▶ **Input**
# # # # # # #

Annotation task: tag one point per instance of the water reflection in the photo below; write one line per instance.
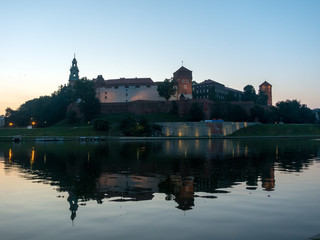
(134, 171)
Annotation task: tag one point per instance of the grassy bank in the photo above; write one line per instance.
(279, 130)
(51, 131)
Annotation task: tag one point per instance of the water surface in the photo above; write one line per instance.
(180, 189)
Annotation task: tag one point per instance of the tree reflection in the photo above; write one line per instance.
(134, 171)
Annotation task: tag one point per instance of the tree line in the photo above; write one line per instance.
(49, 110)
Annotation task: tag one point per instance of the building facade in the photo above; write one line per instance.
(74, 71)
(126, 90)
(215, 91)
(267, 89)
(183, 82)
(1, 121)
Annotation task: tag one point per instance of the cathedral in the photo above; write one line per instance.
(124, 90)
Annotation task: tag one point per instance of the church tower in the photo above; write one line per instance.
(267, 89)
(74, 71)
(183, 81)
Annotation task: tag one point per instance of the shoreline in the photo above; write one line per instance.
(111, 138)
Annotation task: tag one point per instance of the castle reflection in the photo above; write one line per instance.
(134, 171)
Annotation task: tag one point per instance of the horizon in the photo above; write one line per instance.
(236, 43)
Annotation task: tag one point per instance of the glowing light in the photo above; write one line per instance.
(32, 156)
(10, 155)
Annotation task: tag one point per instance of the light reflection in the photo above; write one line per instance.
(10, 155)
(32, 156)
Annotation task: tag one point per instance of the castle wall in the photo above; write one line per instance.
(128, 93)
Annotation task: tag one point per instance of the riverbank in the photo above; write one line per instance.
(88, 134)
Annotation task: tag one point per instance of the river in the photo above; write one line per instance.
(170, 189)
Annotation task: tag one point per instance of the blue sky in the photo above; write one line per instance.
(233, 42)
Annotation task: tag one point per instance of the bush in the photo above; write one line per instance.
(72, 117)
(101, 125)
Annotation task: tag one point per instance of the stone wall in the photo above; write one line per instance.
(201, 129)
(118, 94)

# # # # # # #

▶ **Prompt**
Beginning with the line that contains "Annotation task: tag one point per instance of the riverbank", quote each line exactly through the last line of the entries above, and nothing beyond them.

▶ **Response**
Annotation task: tag one point per instance of the riverbank in the photo above; write one line per instance.
(88, 134)
Annotation task: tag one point per instance of the river in the photo above; write one line per instance.
(170, 189)
Annotation task: tag one point per instance of the blue sky in the photo above; write one line per instance.
(233, 42)
Annotation task: tag one point per instance of the bush in the photo above; write one line per instance.
(72, 117)
(101, 125)
Annotation task: tag one point per instance of the stone wall in the photo above; write one line per instance.
(201, 129)
(118, 94)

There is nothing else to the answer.